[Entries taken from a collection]

——————

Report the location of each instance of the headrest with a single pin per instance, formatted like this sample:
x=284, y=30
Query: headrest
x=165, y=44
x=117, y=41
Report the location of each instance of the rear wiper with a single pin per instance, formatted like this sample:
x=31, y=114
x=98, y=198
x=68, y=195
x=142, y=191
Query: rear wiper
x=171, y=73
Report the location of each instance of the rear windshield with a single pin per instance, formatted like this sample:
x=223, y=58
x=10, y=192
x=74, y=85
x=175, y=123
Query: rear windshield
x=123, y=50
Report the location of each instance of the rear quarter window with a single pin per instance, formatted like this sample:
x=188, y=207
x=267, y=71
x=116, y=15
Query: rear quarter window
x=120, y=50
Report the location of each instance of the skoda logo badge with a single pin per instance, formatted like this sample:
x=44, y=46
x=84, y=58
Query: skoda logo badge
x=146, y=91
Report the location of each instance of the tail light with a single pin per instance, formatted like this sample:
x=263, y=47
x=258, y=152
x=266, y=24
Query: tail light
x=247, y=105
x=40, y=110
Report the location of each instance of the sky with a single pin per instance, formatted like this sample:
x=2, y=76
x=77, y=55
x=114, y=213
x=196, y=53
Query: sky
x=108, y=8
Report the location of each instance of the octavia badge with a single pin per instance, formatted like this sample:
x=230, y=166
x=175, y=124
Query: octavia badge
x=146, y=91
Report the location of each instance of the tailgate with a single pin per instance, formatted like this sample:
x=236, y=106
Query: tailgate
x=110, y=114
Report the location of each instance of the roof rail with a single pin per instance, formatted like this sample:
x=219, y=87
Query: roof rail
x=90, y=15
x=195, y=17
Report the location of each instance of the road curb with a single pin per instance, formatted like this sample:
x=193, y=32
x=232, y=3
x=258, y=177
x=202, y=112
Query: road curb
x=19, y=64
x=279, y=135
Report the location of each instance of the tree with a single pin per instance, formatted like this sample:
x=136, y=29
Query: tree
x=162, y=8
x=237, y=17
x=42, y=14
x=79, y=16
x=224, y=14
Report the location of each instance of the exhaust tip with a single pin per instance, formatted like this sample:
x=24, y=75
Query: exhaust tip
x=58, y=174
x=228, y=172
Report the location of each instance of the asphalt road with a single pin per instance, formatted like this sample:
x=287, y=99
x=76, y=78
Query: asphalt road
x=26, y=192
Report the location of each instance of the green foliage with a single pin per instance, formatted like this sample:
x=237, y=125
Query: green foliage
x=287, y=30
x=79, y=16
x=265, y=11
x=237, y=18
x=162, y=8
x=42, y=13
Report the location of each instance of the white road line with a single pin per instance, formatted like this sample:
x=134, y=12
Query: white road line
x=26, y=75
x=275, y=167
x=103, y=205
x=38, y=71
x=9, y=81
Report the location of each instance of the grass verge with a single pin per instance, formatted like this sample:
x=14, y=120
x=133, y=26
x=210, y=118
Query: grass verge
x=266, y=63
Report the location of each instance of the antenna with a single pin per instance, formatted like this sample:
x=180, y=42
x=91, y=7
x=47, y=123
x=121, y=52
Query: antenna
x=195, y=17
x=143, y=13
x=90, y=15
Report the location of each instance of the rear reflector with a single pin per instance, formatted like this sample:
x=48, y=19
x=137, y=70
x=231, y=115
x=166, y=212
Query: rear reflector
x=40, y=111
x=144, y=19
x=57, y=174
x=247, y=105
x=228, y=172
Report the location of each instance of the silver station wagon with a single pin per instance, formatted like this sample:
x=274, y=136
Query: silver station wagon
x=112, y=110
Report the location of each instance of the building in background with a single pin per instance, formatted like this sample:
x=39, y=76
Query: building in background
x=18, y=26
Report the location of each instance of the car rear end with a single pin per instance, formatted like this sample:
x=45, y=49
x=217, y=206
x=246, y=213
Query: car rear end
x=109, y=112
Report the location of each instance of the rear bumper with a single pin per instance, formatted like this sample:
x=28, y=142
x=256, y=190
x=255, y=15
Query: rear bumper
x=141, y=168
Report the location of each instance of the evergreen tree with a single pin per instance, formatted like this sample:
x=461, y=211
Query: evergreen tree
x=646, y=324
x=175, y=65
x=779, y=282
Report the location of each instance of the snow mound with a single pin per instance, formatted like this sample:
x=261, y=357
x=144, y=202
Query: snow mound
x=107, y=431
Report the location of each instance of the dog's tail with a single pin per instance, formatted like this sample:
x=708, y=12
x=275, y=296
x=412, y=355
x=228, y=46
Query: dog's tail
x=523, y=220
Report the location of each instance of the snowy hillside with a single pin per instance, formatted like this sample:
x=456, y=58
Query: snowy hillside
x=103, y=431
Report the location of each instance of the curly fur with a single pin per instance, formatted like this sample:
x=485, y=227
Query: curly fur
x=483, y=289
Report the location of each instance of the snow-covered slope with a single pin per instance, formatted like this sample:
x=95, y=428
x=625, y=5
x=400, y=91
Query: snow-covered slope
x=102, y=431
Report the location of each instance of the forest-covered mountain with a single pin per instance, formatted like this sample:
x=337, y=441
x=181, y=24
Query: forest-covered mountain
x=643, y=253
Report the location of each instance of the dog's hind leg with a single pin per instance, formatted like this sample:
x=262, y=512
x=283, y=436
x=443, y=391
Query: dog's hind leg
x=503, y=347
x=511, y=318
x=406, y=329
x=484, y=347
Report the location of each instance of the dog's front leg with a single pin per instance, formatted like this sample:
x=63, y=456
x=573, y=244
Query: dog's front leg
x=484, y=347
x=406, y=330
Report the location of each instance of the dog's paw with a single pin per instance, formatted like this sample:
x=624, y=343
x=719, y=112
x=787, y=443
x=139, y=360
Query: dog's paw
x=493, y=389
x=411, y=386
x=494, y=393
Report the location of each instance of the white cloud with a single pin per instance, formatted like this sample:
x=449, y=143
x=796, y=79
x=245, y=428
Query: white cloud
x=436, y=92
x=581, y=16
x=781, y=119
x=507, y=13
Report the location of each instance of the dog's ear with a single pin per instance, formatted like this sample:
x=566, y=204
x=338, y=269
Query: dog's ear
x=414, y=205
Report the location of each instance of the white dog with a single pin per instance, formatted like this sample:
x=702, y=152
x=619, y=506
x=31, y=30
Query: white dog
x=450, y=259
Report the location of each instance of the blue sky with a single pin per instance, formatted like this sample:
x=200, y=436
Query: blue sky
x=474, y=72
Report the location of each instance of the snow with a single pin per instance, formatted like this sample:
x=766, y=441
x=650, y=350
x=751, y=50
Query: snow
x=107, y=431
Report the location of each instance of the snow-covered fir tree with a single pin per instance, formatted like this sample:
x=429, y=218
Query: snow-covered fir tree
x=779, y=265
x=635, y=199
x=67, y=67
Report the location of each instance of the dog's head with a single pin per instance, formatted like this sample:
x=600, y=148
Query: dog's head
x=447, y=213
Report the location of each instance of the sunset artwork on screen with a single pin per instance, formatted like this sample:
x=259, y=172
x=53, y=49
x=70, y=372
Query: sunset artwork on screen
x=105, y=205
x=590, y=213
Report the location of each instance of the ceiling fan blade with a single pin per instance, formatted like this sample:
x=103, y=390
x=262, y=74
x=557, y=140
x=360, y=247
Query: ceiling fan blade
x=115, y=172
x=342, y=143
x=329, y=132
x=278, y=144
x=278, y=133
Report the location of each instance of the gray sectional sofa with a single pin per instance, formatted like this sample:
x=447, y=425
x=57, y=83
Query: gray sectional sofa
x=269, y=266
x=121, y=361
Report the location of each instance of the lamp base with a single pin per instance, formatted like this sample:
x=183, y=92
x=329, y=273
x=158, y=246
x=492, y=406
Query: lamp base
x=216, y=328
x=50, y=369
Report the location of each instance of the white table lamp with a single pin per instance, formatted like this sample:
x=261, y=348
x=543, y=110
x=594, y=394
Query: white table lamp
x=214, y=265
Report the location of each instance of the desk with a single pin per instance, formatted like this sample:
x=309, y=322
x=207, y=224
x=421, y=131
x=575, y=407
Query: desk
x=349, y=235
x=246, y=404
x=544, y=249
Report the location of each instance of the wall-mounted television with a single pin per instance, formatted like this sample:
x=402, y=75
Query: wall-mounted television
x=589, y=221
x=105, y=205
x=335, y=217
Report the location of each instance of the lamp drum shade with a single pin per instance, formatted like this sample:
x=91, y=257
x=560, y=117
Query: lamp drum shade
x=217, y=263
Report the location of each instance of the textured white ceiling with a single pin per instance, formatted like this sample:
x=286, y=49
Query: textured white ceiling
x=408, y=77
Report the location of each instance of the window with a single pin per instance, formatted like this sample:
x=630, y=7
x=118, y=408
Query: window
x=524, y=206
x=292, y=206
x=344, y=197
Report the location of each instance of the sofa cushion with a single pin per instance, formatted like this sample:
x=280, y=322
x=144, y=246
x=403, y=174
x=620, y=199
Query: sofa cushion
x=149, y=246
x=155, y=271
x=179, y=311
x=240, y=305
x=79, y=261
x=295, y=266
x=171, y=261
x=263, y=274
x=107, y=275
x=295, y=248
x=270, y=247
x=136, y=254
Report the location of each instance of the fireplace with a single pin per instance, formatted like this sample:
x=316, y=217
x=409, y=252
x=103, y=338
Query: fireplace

——————

(WHAT YOU ARE ASKED TO DO) Every line that contains the string "fireplace" should be copied from the entries.

(ANSWER BOX)
Report the location of each instance of the fireplace with a single pin per instance, formatted like this sample:
Query: fireplace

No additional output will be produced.